• [Directions]:
Could you give the number of lines in the entries below that contain the word "banner"? Only the number is wanted.

=== Section Start ===

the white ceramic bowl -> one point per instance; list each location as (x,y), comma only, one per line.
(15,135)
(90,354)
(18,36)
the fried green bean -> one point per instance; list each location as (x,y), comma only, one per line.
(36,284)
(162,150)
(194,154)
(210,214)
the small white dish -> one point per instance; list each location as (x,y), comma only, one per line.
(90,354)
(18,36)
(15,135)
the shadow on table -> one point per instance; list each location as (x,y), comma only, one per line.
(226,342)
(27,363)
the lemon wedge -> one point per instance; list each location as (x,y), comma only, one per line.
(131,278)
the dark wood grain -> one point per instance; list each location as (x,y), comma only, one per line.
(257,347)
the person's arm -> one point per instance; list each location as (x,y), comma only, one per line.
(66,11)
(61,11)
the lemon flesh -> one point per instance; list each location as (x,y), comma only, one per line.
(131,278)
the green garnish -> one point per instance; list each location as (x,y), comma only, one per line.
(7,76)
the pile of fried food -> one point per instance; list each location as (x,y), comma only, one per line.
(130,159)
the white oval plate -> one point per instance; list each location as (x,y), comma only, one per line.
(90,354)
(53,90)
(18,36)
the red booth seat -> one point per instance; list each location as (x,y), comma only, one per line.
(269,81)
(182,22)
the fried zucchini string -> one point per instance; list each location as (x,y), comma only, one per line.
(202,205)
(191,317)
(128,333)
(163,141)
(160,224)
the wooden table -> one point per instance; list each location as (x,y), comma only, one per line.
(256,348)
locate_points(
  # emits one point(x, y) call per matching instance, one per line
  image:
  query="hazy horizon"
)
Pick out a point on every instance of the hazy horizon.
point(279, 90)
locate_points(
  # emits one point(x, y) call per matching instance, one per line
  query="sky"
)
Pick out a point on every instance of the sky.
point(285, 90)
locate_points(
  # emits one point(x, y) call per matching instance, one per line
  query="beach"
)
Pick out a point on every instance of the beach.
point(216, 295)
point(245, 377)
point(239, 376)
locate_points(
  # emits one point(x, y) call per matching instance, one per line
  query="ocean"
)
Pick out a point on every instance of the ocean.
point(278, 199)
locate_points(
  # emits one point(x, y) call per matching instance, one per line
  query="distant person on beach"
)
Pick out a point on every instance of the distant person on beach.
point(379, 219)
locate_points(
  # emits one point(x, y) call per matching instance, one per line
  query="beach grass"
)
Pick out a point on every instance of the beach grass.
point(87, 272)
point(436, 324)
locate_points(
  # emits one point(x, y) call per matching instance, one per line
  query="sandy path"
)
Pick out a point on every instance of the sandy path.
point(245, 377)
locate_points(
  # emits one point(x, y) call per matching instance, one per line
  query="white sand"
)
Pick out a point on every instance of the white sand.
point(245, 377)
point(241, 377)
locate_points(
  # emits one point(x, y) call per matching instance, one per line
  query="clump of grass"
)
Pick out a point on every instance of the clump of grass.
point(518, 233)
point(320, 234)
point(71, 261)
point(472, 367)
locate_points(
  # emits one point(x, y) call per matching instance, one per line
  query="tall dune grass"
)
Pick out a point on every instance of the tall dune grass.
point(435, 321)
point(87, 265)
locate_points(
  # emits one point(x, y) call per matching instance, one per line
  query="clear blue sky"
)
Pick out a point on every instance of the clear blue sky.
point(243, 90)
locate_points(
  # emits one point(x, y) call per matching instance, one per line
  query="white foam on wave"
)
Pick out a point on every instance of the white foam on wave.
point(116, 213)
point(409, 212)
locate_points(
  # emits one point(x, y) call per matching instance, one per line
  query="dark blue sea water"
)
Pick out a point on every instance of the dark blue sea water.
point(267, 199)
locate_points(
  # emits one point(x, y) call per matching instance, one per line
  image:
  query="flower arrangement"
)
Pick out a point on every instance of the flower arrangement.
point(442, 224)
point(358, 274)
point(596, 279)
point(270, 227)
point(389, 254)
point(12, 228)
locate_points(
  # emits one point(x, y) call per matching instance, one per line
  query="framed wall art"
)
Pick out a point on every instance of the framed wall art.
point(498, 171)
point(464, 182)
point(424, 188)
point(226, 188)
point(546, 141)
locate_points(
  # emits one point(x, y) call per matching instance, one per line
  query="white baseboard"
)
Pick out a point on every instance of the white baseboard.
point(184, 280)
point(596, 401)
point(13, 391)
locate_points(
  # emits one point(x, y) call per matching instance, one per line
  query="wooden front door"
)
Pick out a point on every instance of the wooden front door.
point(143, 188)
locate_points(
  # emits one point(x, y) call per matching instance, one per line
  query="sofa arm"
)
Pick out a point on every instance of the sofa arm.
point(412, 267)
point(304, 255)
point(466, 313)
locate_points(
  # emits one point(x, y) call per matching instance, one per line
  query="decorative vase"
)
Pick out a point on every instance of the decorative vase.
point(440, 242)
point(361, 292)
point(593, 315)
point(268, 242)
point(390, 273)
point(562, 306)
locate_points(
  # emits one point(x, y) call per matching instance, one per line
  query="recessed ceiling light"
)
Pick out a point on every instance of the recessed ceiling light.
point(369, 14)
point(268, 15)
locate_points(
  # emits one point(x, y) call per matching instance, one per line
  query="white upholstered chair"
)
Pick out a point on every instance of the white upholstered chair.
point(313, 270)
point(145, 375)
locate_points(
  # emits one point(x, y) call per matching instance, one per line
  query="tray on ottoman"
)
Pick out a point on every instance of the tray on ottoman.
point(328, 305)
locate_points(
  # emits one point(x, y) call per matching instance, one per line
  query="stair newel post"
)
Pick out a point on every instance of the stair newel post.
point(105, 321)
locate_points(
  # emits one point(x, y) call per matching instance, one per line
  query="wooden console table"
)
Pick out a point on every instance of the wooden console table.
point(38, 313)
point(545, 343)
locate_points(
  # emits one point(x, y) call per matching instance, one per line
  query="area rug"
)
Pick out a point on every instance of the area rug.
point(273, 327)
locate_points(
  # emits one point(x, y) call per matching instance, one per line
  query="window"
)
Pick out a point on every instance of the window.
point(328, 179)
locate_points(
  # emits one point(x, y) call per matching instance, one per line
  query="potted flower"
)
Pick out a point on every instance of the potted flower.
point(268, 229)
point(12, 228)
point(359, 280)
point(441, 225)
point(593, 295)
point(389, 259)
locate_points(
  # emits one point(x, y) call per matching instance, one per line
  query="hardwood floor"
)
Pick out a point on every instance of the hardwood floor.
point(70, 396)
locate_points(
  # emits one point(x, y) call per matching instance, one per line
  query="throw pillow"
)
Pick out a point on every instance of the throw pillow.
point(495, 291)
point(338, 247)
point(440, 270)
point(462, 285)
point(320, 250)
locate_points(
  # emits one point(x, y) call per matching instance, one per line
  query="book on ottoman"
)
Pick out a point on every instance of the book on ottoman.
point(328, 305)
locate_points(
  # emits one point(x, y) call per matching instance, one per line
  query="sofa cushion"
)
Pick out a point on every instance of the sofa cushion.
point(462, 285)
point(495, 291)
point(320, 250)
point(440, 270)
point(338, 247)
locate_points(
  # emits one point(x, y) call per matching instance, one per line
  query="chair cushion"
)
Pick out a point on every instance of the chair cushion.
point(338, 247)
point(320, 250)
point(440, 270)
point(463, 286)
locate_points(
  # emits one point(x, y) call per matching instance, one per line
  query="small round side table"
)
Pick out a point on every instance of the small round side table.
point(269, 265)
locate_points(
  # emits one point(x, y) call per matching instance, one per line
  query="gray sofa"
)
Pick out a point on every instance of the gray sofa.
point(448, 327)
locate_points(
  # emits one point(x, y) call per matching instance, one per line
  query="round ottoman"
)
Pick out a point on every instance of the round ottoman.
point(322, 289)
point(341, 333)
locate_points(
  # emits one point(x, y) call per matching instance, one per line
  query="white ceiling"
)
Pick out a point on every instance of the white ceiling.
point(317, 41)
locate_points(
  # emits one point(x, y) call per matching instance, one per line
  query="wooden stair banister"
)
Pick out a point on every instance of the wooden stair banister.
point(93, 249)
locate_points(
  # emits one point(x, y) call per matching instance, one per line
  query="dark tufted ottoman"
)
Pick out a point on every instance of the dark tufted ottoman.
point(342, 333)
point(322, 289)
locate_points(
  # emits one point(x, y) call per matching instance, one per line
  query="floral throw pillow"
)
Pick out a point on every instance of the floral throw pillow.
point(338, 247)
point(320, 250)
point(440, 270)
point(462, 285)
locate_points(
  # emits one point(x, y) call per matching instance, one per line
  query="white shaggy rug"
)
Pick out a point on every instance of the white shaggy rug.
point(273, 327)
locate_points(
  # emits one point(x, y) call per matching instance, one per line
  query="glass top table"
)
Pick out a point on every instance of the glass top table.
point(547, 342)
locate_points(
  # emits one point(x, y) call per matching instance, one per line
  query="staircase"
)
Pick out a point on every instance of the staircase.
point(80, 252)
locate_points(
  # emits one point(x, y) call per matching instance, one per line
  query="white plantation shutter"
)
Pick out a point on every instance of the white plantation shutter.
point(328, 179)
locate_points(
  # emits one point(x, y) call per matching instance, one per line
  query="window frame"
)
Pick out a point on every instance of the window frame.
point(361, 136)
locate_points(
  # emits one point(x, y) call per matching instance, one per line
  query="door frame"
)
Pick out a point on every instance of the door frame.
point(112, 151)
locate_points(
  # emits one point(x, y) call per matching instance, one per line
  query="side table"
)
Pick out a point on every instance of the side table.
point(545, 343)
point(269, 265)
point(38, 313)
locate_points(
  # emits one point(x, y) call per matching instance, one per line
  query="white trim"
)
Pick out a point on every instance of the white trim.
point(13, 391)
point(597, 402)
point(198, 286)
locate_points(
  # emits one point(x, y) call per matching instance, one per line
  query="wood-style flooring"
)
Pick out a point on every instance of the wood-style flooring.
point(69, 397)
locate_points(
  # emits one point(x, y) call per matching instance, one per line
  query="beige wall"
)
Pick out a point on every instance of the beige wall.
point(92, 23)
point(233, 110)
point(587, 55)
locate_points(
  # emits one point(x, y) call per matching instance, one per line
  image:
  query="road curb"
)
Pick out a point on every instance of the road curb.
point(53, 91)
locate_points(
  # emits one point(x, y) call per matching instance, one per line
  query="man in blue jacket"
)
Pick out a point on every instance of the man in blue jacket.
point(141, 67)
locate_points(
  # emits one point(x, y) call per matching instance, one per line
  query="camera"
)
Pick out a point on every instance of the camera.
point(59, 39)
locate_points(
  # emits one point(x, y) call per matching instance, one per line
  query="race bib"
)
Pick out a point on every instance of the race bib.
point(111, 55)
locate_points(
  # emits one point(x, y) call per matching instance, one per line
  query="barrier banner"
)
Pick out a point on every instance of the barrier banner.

=== Section End ===

• [Worked solution]:
2